> Task brief
How many lines of the material below contain the string "metal"? Case matters, and reply with the number alone.

> Records for this task
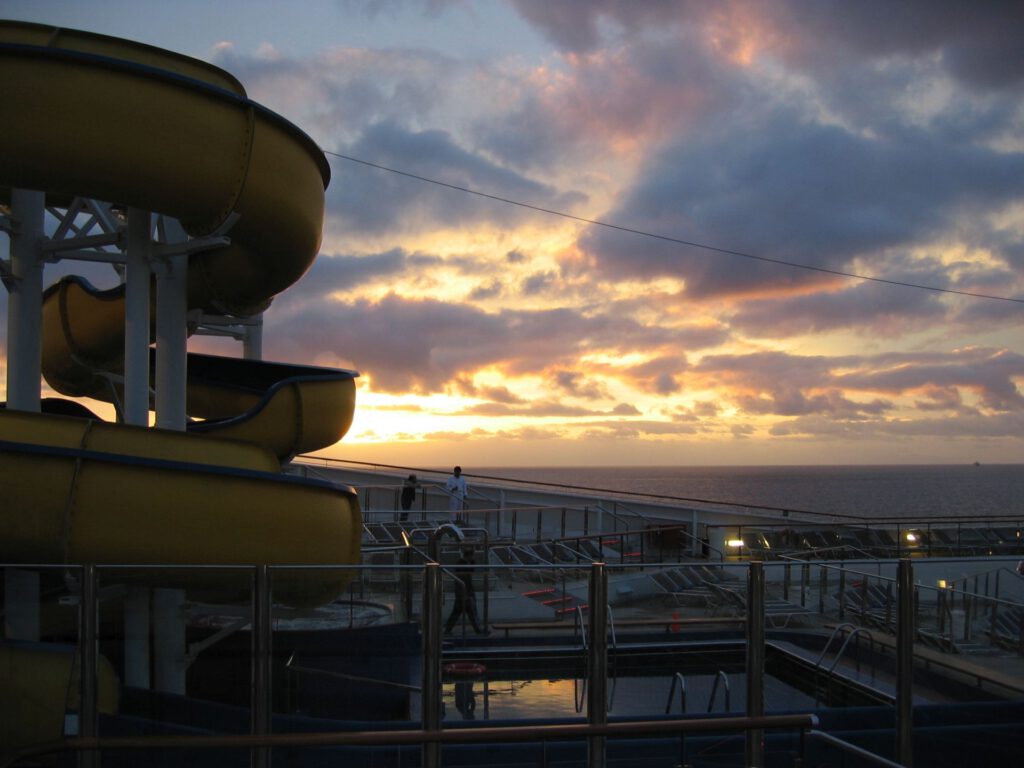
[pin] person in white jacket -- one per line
(457, 487)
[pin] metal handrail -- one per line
(416, 737)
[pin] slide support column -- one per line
(172, 342)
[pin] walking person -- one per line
(457, 488)
(408, 496)
(465, 595)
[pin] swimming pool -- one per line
(644, 695)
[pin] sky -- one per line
(811, 238)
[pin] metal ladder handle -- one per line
(680, 681)
(720, 677)
(824, 650)
(857, 631)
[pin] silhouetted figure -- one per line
(457, 488)
(408, 496)
(465, 699)
(465, 595)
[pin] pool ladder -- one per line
(854, 632)
(679, 682)
(580, 691)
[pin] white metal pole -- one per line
(172, 343)
(169, 640)
(137, 318)
(137, 637)
(25, 303)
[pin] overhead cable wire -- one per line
(668, 239)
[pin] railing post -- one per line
(597, 664)
(822, 588)
(904, 665)
(755, 659)
(842, 594)
(431, 694)
(87, 710)
(261, 660)
(805, 580)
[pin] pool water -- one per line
(646, 695)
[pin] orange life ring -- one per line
(464, 669)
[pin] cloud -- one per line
(978, 44)
(858, 387)
(797, 192)
(368, 200)
(423, 344)
(863, 307)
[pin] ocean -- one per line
(912, 492)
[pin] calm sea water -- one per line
(877, 492)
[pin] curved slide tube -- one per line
(92, 116)
(114, 120)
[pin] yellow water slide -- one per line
(90, 116)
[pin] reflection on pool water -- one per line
(515, 699)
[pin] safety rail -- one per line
(412, 737)
(853, 631)
(602, 627)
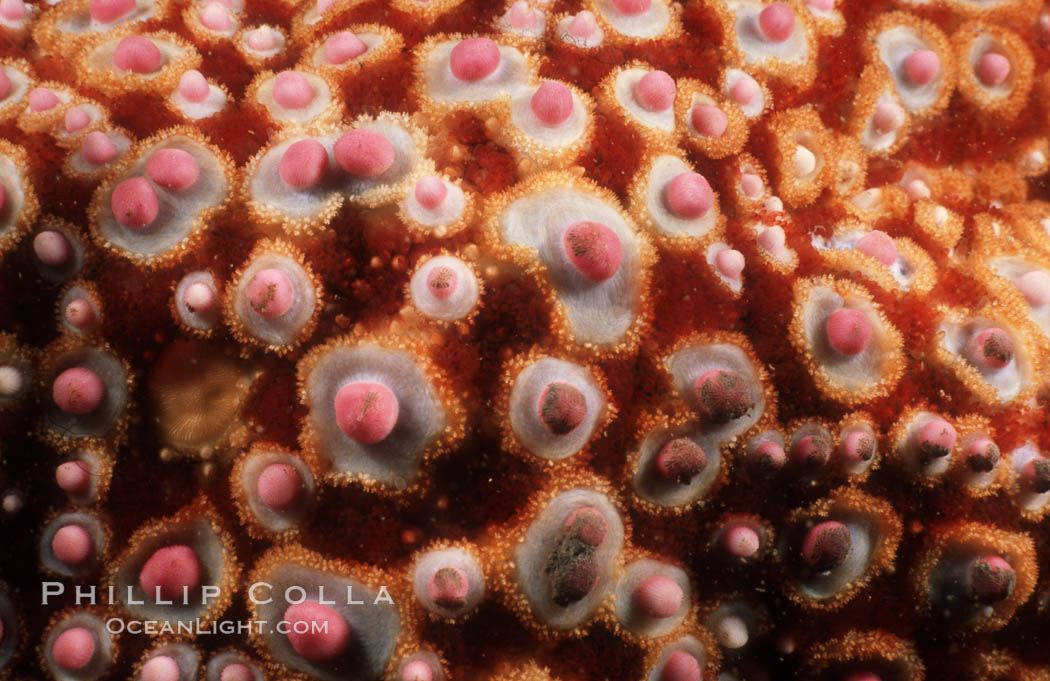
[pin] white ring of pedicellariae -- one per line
(372, 42)
(987, 43)
(374, 625)
(268, 189)
(856, 467)
(894, 46)
(530, 558)
(278, 38)
(509, 77)
(195, 319)
(316, 106)
(121, 145)
(1013, 269)
(271, 518)
(650, 23)
(100, 661)
(711, 257)
(956, 335)
(872, 139)
(638, 622)
(426, 657)
(978, 480)
(1027, 499)
(93, 466)
(179, 209)
(597, 313)
(200, 535)
(448, 212)
(213, 671)
(562, 30)
(734, 623)
(68, 296)
(96, 530)
(849, 373)
(459, 304)
(536, 30)
(431, 562)
(907, 448)
(903, 271)
(624, 88)
(101, 58)
(664, 169)
(98, 423)
(863, 540)
(421, 417)
(754, 46)
(524, 407)
(689, 363)
(688, 644)
(551, 136)
(650, 486)
(212, 103)
(756, 105)
(284, 328)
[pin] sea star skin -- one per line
(835, 211)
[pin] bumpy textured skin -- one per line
(983, 160)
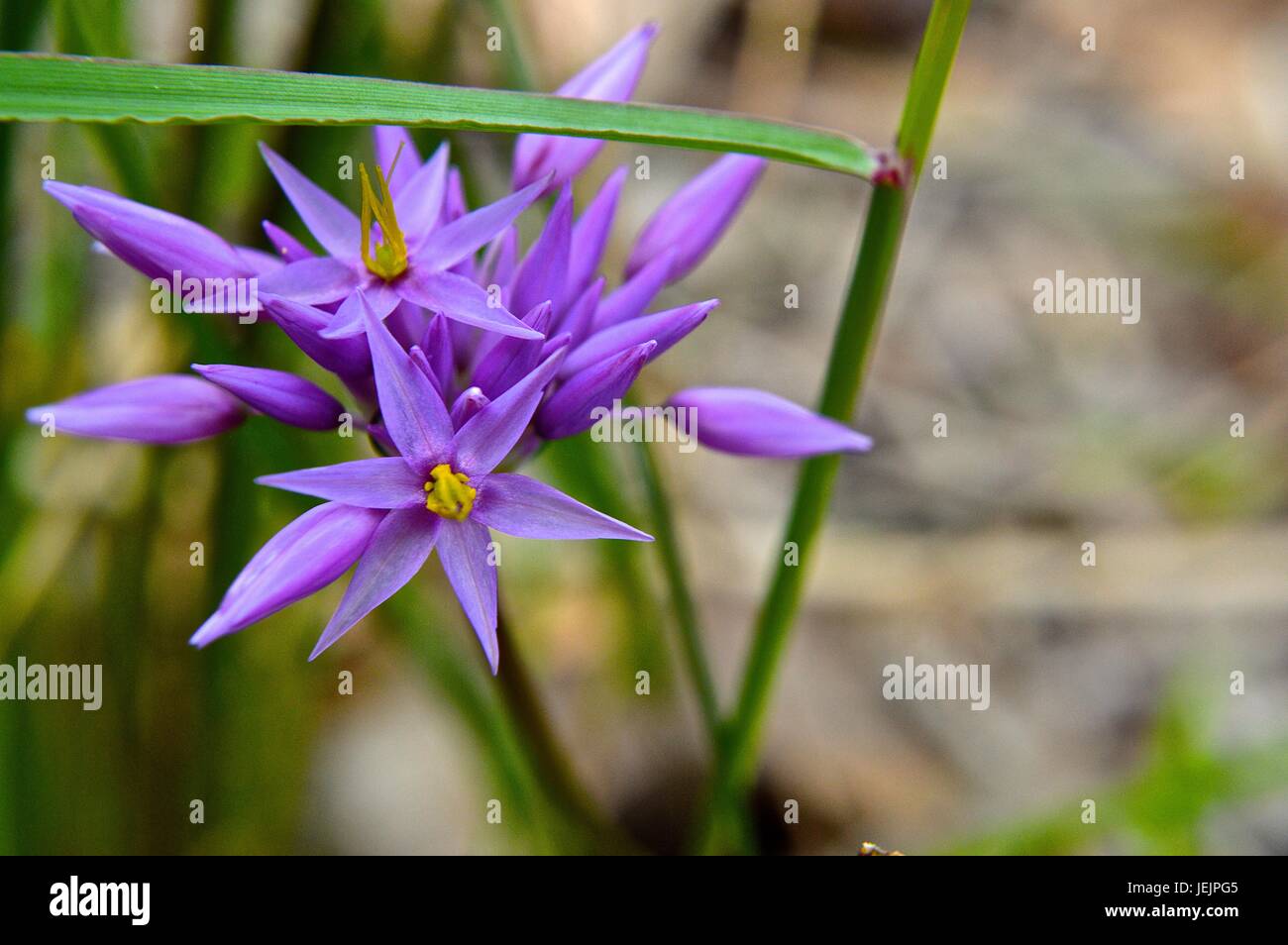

> Answer to the task
3